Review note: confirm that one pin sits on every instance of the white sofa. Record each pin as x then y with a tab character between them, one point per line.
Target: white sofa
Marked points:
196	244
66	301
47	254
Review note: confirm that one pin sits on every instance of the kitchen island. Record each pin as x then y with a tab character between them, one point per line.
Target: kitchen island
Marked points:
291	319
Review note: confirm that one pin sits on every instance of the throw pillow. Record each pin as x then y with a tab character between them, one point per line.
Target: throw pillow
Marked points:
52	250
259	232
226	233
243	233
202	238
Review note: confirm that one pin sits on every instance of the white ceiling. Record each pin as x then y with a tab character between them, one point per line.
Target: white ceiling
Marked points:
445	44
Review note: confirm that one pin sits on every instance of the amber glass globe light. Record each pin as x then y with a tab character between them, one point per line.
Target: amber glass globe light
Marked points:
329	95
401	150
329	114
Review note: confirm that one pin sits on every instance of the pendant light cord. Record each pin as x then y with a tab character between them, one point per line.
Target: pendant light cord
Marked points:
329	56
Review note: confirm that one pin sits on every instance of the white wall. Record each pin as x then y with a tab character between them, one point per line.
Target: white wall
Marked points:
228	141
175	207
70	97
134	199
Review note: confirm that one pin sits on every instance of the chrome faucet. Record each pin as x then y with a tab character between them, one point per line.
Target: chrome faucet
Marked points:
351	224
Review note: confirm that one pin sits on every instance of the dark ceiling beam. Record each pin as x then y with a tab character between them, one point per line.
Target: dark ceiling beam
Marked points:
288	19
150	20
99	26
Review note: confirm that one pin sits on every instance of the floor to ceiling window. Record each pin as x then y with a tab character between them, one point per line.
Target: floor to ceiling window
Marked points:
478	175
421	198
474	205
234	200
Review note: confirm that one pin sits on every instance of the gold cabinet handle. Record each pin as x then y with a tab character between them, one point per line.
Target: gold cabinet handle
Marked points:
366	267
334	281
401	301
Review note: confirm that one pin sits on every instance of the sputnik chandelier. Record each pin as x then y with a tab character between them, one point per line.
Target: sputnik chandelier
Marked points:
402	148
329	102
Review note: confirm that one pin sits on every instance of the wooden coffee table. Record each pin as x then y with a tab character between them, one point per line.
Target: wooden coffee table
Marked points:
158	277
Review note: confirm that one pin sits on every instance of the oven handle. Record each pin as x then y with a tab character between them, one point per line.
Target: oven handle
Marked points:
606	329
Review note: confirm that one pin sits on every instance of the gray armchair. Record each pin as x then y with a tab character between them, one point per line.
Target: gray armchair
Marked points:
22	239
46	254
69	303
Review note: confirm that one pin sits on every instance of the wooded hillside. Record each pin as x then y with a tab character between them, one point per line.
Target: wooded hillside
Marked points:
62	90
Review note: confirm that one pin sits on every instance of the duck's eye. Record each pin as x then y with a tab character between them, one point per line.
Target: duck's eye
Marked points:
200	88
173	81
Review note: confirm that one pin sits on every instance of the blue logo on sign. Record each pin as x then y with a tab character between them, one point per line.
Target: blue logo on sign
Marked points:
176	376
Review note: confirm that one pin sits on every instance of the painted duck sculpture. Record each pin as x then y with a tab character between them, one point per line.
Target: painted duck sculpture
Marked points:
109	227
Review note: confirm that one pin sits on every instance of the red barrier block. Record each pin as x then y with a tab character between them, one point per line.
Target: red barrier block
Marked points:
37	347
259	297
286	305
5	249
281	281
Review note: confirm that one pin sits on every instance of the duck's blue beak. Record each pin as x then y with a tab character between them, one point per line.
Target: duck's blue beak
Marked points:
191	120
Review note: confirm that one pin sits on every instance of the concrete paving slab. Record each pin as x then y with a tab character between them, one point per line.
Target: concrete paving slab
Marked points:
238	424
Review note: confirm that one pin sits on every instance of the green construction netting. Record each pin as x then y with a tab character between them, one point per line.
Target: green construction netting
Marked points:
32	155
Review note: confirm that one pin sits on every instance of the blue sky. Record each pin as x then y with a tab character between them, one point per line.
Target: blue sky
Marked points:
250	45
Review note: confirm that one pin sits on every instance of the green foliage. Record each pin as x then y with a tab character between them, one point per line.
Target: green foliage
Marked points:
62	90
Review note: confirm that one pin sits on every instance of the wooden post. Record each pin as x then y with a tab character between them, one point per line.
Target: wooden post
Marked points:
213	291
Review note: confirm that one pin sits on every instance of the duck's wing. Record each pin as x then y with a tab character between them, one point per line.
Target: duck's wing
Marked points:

....................

» INSTRUCTION: Set down, exactly and in full, the lines from the one containing "the green construction" through the end of the entries; no other line belongs.

» REPLY:
Review note: confirm that one pin sits on every instance of the green construction netting. Record each pin as x then y with a tab character between them, one point per line.
Target: green construction netting
Marked points:
32	155
Review note: confirm that one pin sits on every instance of the blue sky. Record each pin as x then y with a tab character between them, one point per line.
Target: blue sky
Marked points:
250	45
Review note: confirm that one pin sits on every instance of the green foliage. Record each pin as x then y with a tab character between them, one point per line.
Target: green foliage
Marked points:
62	90
Review note: confirm that one pin sits on every instance of the wooden post. Record each pin as x then y with a tab character between them, one point per line.
Target: wooden post
Marked points:
213	291
Review note: confirm that one pin sits on every instance of the duck's wing. Record each pin as x then y with a tab character between them, one point per line.
Target: duck's wing
Marked points:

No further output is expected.